### [Requirement]
Could you write out the opening lines of the data, word for word, stopping after the line that contains "target | submerged rock"?

### [Data listing]
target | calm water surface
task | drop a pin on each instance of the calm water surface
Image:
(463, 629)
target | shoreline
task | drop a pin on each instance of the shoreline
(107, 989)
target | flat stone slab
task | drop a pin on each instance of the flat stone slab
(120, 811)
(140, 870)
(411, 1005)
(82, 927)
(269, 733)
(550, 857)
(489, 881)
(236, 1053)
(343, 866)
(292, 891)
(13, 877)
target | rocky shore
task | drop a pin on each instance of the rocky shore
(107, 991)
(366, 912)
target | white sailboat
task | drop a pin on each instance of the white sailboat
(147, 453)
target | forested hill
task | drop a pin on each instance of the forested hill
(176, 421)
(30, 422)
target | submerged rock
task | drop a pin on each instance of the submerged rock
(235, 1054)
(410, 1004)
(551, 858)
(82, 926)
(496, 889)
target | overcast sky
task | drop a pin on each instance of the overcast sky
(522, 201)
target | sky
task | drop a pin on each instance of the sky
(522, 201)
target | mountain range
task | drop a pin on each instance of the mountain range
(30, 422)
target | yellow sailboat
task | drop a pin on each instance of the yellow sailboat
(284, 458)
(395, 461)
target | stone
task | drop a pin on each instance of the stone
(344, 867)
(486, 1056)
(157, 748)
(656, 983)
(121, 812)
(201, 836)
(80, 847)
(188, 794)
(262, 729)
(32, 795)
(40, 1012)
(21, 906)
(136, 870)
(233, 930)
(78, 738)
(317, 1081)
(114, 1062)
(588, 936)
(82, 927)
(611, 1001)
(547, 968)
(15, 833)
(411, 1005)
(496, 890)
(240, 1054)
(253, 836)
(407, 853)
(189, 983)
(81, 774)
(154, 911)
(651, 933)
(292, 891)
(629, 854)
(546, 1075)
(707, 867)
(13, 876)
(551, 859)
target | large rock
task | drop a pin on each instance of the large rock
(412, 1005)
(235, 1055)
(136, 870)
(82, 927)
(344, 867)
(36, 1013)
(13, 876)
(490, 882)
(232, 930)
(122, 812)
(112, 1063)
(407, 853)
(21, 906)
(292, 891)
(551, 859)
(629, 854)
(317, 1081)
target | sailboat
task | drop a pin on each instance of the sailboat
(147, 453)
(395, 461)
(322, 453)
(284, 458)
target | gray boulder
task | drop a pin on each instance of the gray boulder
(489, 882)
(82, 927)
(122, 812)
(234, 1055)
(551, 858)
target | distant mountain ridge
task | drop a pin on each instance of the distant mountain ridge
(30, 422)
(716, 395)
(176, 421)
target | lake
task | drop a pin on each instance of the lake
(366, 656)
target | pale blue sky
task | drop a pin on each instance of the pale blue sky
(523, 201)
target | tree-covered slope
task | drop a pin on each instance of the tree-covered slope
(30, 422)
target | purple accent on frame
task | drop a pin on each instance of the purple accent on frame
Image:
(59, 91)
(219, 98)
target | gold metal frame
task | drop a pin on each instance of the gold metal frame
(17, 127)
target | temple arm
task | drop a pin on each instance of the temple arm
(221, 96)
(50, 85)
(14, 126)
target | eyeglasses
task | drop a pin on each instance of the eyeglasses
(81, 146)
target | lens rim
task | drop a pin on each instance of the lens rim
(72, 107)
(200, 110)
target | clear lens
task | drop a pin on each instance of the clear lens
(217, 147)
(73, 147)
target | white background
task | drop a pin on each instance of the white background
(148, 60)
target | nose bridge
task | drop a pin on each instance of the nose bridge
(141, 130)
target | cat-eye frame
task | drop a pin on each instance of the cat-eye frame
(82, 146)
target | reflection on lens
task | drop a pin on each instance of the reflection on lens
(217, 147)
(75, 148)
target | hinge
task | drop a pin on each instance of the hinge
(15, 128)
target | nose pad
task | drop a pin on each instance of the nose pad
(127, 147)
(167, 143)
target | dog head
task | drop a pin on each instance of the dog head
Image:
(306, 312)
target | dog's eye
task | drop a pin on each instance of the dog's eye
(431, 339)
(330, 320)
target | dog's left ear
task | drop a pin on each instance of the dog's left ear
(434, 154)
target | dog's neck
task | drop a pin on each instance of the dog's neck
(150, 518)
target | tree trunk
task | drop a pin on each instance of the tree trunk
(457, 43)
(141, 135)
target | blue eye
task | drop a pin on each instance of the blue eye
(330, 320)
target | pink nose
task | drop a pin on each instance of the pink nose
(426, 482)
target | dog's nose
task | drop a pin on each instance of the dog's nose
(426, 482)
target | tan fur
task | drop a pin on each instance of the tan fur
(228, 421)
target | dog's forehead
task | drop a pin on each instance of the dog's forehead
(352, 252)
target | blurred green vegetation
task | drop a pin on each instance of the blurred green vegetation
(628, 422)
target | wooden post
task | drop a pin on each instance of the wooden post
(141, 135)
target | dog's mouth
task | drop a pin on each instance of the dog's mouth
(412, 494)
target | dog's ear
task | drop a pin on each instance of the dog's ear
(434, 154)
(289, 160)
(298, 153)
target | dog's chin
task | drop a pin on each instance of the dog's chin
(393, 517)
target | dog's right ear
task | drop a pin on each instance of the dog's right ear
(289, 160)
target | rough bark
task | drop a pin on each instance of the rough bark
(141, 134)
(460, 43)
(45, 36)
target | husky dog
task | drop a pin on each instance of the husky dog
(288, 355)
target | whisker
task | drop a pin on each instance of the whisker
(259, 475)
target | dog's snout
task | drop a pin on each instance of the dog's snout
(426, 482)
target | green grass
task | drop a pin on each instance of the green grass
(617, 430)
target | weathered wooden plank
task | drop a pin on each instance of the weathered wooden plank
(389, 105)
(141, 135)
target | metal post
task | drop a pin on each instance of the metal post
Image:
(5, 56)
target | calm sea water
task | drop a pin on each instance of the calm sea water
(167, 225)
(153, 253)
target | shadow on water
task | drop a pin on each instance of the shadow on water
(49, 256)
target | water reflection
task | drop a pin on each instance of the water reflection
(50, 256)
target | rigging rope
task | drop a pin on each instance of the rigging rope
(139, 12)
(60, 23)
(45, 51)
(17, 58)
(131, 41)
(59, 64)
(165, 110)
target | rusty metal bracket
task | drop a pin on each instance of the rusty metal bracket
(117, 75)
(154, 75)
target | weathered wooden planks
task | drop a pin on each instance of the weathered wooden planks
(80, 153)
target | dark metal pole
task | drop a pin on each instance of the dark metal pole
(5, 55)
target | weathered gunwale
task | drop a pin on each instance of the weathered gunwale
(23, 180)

### [Reply to the task]
target | calm water surface
task | drop a pin on each instance of the calm water surface
Image:
(463, 629)
target | shoreline
task | drop a pin on each instance of the shoreline
(107, 989)
target | flat stone slab
task | drop a pin on each instance of the flat stone slab
(120, 811)
(140, 870)
(411, 1005)
(82, 927)
(269, 733)
(550, 857)
(489, 881)
(236, 1053)
(343, 866)
(292, 891)
(13, 877)
target | rocky shore
task | drop a pin on each instance of the rocky shore
(107, 991)
(366, 912)
target | white sailboat
task | drop a pin on each instance of the white sailboat
(147, 453)
target | forested hill
task | drop a pin on each instance of the forested hill
(176, 421)
(30, 422)
target | submerged rock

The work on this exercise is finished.